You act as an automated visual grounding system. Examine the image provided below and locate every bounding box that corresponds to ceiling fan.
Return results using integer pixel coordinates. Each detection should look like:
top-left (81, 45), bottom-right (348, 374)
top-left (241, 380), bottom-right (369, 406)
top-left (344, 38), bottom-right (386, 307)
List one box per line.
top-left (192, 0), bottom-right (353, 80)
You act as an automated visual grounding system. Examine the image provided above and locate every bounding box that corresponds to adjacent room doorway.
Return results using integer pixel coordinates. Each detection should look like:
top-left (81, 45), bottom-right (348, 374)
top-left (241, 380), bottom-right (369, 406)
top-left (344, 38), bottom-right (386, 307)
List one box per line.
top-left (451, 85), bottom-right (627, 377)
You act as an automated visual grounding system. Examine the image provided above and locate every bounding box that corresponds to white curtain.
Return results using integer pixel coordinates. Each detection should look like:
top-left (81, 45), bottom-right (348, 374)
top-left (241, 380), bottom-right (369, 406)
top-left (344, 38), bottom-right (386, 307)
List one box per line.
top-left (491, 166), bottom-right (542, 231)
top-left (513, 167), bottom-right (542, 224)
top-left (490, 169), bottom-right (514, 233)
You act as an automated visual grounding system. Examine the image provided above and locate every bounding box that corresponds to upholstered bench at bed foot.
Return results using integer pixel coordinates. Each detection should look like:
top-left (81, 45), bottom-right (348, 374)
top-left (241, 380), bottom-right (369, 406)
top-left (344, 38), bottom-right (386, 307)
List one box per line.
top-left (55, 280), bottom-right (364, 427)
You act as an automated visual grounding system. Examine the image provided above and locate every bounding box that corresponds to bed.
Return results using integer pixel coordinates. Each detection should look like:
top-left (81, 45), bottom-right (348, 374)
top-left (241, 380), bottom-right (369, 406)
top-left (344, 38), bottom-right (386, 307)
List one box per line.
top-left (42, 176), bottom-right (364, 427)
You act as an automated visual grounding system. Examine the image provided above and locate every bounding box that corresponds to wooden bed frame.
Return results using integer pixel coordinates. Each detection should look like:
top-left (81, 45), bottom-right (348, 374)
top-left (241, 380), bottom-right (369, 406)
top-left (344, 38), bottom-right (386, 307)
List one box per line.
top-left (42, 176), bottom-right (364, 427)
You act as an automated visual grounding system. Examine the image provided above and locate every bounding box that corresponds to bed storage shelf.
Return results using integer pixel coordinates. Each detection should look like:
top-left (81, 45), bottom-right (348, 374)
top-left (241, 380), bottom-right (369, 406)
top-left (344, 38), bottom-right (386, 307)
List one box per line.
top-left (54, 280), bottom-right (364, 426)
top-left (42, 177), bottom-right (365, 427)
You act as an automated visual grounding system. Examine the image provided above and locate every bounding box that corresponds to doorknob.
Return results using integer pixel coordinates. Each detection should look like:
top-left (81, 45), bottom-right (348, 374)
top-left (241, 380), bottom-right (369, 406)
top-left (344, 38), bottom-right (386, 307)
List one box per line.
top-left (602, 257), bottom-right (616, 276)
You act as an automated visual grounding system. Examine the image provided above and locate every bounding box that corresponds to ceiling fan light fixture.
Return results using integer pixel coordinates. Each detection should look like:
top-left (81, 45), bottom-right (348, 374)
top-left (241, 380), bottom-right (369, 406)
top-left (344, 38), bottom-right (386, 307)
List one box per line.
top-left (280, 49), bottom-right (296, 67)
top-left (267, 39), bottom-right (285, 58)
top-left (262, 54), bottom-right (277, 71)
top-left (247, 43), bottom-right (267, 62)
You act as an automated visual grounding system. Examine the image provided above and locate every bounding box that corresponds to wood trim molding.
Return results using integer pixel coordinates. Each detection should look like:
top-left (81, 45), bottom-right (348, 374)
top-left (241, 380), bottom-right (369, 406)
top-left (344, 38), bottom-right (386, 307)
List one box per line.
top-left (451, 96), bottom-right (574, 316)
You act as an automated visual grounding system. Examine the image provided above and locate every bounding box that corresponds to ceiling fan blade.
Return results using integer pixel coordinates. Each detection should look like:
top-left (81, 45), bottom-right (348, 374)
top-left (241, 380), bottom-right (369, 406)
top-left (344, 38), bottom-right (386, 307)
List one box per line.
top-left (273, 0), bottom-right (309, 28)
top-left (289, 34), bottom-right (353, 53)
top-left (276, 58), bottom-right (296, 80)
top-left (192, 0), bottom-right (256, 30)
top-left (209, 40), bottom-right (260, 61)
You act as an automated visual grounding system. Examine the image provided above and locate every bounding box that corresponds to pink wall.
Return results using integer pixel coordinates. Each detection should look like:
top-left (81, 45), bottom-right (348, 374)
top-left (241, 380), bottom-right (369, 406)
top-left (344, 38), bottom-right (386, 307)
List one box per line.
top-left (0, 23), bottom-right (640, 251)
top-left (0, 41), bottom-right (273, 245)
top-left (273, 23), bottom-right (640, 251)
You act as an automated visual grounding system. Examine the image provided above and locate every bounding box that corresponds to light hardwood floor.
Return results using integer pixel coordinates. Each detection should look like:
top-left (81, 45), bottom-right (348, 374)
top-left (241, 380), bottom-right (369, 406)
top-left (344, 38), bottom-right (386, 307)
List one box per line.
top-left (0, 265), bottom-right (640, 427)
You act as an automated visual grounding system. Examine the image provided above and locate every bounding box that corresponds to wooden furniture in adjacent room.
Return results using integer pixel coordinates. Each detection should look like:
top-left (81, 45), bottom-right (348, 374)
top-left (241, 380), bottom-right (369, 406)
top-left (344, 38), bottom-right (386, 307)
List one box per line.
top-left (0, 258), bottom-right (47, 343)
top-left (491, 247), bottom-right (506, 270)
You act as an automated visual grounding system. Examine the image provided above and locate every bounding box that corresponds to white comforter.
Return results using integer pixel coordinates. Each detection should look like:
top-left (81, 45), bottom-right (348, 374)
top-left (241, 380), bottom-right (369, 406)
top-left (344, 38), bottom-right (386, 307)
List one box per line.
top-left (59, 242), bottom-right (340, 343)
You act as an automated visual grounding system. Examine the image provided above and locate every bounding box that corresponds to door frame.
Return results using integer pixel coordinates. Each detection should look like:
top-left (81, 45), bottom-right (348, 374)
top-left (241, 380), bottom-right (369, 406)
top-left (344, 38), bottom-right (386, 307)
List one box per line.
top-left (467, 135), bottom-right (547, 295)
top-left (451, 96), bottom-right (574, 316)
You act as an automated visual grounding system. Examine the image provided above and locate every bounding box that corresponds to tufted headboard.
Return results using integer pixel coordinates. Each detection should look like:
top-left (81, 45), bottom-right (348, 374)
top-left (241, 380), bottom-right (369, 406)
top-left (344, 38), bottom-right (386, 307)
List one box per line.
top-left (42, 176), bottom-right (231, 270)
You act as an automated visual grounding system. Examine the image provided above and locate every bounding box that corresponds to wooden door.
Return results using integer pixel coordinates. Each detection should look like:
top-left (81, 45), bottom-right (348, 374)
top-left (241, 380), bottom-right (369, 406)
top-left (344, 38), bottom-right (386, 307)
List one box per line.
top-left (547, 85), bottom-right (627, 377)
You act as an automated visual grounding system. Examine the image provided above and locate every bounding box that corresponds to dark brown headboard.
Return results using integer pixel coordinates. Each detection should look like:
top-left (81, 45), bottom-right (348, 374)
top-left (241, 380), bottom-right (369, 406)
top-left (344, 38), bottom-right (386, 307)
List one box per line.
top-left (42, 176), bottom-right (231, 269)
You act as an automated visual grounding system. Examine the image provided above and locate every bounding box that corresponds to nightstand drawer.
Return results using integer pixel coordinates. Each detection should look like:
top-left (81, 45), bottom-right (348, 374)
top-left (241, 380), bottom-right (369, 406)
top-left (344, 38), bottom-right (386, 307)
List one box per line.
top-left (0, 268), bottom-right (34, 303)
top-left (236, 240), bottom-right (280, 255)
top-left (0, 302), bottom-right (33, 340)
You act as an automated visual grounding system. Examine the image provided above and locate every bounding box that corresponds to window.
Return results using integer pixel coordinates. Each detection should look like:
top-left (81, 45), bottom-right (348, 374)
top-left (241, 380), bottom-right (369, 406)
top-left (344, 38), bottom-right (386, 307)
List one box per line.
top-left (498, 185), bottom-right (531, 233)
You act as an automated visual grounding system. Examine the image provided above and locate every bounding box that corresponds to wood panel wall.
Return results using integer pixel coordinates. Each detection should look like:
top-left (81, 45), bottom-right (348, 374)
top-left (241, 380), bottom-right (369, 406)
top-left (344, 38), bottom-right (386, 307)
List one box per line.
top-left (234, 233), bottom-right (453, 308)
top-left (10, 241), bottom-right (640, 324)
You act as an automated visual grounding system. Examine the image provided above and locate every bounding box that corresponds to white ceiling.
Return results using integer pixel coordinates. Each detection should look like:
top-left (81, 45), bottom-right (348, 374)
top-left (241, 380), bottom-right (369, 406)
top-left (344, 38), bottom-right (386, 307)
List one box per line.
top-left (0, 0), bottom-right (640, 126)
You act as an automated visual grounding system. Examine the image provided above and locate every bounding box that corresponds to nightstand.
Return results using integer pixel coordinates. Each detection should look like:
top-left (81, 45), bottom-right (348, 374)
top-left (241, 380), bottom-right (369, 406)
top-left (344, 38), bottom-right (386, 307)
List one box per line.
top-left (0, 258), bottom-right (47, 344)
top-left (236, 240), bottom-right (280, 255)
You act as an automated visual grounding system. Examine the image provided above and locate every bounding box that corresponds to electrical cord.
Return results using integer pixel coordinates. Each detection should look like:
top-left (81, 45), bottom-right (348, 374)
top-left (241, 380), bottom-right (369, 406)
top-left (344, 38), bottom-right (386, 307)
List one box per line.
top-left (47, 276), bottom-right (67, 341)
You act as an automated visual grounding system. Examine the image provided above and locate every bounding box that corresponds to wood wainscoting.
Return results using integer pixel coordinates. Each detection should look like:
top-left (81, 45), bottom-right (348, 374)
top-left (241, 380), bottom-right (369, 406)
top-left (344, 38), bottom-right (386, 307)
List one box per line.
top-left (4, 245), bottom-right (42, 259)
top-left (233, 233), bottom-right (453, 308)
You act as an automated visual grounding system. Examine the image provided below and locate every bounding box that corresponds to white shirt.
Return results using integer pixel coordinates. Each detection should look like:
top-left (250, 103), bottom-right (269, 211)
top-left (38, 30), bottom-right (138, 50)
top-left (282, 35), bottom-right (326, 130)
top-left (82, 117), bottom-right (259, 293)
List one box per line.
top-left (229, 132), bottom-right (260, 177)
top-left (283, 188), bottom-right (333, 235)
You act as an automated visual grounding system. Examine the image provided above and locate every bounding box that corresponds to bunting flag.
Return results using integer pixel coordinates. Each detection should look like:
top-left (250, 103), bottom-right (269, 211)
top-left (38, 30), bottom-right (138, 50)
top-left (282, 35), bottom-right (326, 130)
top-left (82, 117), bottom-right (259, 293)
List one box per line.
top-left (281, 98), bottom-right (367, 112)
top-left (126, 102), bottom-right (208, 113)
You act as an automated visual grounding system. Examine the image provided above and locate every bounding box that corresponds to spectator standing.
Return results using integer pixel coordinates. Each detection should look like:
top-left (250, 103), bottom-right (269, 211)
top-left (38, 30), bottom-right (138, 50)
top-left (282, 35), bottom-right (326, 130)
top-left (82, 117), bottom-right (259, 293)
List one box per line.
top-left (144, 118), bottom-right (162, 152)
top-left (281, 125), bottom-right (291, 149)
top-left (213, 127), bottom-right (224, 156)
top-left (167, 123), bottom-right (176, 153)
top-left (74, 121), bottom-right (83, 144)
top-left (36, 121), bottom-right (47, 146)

--------------------------------------------------

_What is expected_. Rewrite the entries from the line with "to tufted headboard." to the line with "top-left (498, 185), bottom-right (531, 233)", both lines included, shifting every answer coordinate by -25. Leave the coordinates in the format samples unchanged.

_Correct output_.
You act as an automated visual grounding system. Examine the image provided above and locate every bounding box that corresponds to tufted headboard.
Return results using integer pixel coordinates. Each detection should look like:
top-left (81, 45), bottom-right (348, 374)
top-left (241, 380), bottom-right (369, 406)
top-left (344, 38), bottom-right (386, 307)
List one box per line.
top-left (17, 151), bottom-right (206, 245)
You act as an automated visual grounding system. Examine the image provided above and locate every bounding box that corresponds to wooden door.
Return results using integer pixel coordinates. Each detection should look like:
top-left (81, 45), bottom-right (348, 374)
top-left (241, 380), bottom-right (369, 406)
top-left (344, 38), bottom-right (386, 307)
List one box per line.
top-left (522, 60), bottom-right (602, 352)
You act as an automated visual grounding system. Examine the image provided above and locate every bounding box that corresponds to dark brown headboard.
Return results using integer pixel coordinates. Each detection should look like:
top-left (81, 45), bottom-right (348, 374)
top-left (241, 380), bottom-right (369, 406)
top-left (344, 38), bottom-right (386, 307)
List one box per line.
top-left (17, 151), bottom-right (206, 244)
You act as an automated visual grounding system. Examine the image provided above and locate every bounding box that corresponds to nightstand drawer.
Return results using integer pixel coordinates. Each detection should look like:
top-left (81, 45), bottom-right (348, 374)
top-left (241, 380), bottom-right (369, 406)
top-left (344, 38), bottom-right (386, 307)
List one box per line.
top-left (-25, 243), bottom-right (9, 278)
top-left (211, 215), bottom-right (255, 230)
top-left (-25, 277), bottom-right (8, 315)
You act as an automated visual grounding system. Examine the image provided above and locate every bounding box that corresponds to window.
Return results using integer pixel coordinates. Each detection should look like:
top-left (81, 45), bottom-right (348, 374)
top-left (241, 380), bottom-right (369, 406)
top-left (344, 38), bottom-right (386, 307)
List one box per line.
top-left (473, 160), bottom-right (506, 208)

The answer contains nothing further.